### Goal of the exercise
Examine each line of the data. Copy the line if it includes the word "tree".

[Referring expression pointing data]

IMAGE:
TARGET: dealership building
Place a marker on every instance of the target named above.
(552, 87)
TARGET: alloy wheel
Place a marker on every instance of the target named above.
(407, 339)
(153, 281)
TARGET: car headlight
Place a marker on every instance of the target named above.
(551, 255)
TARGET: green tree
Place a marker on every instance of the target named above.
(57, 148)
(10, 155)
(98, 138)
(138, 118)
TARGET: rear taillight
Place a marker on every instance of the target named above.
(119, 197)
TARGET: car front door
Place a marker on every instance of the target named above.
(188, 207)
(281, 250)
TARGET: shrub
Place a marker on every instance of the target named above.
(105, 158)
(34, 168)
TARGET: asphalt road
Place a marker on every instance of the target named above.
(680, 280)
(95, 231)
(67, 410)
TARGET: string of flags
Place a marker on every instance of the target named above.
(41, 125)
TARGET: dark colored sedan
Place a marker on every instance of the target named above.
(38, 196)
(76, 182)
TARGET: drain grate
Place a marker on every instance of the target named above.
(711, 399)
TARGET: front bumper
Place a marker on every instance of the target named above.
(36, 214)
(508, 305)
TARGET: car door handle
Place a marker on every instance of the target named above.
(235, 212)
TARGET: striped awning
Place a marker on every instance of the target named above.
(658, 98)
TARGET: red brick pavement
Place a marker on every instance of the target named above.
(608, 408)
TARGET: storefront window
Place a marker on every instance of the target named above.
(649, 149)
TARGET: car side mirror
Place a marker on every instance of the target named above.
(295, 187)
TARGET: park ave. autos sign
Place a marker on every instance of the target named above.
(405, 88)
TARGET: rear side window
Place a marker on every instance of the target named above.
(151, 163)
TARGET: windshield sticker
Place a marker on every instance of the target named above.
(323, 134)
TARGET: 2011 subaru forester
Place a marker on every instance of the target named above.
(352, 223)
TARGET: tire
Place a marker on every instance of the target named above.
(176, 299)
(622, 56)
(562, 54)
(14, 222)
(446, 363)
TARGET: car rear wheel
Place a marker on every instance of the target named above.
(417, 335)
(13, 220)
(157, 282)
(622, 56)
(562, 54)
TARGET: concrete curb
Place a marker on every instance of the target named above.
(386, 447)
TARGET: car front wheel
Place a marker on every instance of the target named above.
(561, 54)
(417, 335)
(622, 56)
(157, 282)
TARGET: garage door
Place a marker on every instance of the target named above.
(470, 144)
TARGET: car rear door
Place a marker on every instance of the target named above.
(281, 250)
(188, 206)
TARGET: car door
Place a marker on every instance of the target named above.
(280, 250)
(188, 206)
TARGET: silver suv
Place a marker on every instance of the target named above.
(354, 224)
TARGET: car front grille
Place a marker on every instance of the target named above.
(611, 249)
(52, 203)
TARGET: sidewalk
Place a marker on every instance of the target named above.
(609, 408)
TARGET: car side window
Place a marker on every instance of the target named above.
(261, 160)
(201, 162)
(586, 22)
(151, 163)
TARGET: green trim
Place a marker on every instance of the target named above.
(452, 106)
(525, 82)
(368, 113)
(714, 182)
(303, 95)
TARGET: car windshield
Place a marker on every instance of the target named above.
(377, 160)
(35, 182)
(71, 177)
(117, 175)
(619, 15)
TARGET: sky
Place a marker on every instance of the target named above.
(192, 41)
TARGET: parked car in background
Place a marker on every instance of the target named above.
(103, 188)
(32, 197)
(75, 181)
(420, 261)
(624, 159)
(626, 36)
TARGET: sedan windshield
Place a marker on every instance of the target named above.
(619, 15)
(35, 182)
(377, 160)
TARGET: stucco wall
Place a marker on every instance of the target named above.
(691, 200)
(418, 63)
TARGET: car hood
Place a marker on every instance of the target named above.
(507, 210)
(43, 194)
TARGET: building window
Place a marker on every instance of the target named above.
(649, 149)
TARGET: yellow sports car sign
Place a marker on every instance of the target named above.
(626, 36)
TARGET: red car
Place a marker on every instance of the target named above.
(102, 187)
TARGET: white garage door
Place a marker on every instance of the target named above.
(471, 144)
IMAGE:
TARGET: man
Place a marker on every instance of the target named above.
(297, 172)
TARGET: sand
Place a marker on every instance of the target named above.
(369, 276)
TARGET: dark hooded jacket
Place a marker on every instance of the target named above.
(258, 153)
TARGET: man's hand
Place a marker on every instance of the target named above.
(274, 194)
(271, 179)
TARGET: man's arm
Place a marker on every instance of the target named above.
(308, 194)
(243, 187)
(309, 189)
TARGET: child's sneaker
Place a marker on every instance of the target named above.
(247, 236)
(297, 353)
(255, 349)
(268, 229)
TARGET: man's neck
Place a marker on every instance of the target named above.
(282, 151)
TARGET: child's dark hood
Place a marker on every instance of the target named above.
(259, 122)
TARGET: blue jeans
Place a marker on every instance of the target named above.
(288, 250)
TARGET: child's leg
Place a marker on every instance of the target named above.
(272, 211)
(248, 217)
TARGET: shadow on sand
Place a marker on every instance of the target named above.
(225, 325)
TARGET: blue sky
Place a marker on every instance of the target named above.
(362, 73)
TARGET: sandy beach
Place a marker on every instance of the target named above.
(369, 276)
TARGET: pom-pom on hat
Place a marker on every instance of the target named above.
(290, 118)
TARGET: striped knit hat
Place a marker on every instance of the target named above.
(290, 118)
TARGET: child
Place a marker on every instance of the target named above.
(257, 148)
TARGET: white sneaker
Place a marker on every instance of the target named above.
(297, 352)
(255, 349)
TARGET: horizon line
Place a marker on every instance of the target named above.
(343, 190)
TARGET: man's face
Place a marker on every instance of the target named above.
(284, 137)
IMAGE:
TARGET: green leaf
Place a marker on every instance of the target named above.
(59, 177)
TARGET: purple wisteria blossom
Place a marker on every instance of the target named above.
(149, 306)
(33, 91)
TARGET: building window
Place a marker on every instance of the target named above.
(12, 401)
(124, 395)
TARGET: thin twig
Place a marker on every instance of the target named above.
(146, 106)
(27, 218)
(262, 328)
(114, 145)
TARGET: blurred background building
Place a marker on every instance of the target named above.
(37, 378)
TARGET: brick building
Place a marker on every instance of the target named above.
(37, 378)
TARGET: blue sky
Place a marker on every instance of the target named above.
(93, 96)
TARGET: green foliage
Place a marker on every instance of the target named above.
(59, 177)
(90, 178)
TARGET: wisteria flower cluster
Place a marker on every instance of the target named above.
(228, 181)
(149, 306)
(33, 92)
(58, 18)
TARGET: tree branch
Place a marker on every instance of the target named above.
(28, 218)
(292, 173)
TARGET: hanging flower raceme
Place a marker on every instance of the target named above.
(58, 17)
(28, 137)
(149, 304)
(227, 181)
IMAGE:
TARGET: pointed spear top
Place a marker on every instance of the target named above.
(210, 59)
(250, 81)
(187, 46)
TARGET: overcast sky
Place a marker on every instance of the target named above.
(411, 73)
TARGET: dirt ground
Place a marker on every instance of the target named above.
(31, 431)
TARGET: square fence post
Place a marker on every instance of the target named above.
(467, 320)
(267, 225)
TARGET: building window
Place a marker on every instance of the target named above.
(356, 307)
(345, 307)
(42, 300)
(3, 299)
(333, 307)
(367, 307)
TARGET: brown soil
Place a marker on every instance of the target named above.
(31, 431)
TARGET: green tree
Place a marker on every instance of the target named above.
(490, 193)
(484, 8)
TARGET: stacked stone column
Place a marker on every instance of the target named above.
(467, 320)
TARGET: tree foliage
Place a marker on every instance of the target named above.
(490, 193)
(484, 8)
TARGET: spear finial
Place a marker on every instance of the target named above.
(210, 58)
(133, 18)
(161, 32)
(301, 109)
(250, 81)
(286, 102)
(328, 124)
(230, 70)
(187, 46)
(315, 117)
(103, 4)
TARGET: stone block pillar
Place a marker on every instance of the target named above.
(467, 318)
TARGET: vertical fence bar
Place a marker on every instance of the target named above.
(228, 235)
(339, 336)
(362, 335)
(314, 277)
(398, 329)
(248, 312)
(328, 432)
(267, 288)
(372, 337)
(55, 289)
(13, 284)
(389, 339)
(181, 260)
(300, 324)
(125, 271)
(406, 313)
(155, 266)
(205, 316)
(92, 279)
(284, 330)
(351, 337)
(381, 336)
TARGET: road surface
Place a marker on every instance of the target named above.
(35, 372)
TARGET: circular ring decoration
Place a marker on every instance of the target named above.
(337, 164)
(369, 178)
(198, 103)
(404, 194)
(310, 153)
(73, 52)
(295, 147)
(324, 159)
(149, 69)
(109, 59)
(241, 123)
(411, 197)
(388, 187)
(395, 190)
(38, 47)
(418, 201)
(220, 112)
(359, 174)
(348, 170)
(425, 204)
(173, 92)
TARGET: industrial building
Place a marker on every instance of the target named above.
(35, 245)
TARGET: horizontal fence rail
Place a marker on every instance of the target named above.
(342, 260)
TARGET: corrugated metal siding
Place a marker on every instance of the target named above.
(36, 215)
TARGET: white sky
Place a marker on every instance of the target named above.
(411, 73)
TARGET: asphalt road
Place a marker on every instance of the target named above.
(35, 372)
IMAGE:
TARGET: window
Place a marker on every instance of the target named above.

### Result of the exercise
TARGET: green tree
TARGET: tree branch
TARGET: green tree
TARGET: tree foliage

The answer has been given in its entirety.